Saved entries
======

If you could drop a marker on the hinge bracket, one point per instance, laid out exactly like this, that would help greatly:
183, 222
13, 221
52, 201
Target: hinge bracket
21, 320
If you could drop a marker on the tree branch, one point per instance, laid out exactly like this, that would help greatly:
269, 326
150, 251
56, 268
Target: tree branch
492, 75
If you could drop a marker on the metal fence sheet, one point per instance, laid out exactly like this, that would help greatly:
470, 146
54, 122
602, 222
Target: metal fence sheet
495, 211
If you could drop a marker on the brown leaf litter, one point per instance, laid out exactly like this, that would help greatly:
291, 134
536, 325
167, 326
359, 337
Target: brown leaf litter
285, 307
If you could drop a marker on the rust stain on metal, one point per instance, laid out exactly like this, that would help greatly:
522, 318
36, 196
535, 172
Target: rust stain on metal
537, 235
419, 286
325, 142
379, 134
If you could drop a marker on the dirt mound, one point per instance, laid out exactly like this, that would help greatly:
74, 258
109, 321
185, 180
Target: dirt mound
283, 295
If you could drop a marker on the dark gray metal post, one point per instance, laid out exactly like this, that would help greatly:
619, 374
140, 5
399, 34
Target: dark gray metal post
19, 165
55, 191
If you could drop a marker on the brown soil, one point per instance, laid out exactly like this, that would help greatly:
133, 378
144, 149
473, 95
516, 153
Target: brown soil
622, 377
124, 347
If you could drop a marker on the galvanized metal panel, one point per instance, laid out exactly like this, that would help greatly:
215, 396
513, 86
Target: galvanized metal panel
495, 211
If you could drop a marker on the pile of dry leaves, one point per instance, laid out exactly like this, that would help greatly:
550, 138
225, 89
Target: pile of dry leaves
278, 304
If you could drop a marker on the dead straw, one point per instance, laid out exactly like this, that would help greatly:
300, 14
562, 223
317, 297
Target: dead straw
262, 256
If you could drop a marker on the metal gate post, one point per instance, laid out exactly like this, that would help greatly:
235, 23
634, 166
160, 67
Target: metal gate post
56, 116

======

> Requirement
The goal is a faithful transcription of every entry above.

> Written reply
If you could drop a marker on the hinge bracket, one point per instance, laid out exactly like this, that would help greatly:
183, 222
13, 221
52, 201
Target: hinge bracket
21, 320
If you could drop a marker on the tree branch, one point per instance, laid out exactly like this, that would help greatly:
269, 326
150, 251
56, 268
Target: tree branch
492, 75
If you could drop a marker on the metal fence sheet, one point per instance, laid out exactly like this, that would help greatly:
470, 146
54, 122
602, 222
Target: metal fence sheet
495, 211
If you could drop a marker on the brown leaf litter, one point per instance, laid out exactly like this, that would help greatly:
291, 134
536, 325
167, 326
359, 337
Target: brown leaf litter
285, 307
If you could drop a marker on the rust stain on metal, one point per instance, laid out exactly like this, that would help greatly:
522, 318
36, 196
535, 172
Target: rust stain on metal
537, 235
419, 286
325, 142
379, 134
If you could drop a marker on the dirt mound, one point per instance, laid out exactly like this, that would help greatly:
74, 258
109, 321
185, 180
Target: dirt mound
283, 295
If you could drop a marker on the dark gray metal post, one point per instance, laid out exactly like this, that would help greatly:
619, 374
140, 5
399, 34
Target: dark gray metal post
19, 165
55, 191
If you could drop a marker on the brown soil, one point per instance, laid out exactly like this, that would help greatly:
133, 378
144, 149
473, 95
516, 153
Target: brown soil
622, 377
124, 347
If you could drop a marker on the galvanized metal panel, one point per instance, laid out exactly like this, that would help greatly:
215, 396
513, 86
Target: galvanized metal panel
495, 211
If you could drop a marker on the pile of dry leaves, one point per instance, laid out exactly like this, that would help greatly:
550, 138
225, 89
Target: pile of dry leaves
278, 304
If you could drop a marker on the dead straw, one point per instance, laid out exactly like this, that would help greatly:
300, 14
562, 223
317, 297
Target: dead straw
262, 256
If you could drop a marker on the metal gate post, one point per instance, laid out exactly like this, that would help greatly:
235, 23
634, 166
160, 67
Target: metal gate post
56, 116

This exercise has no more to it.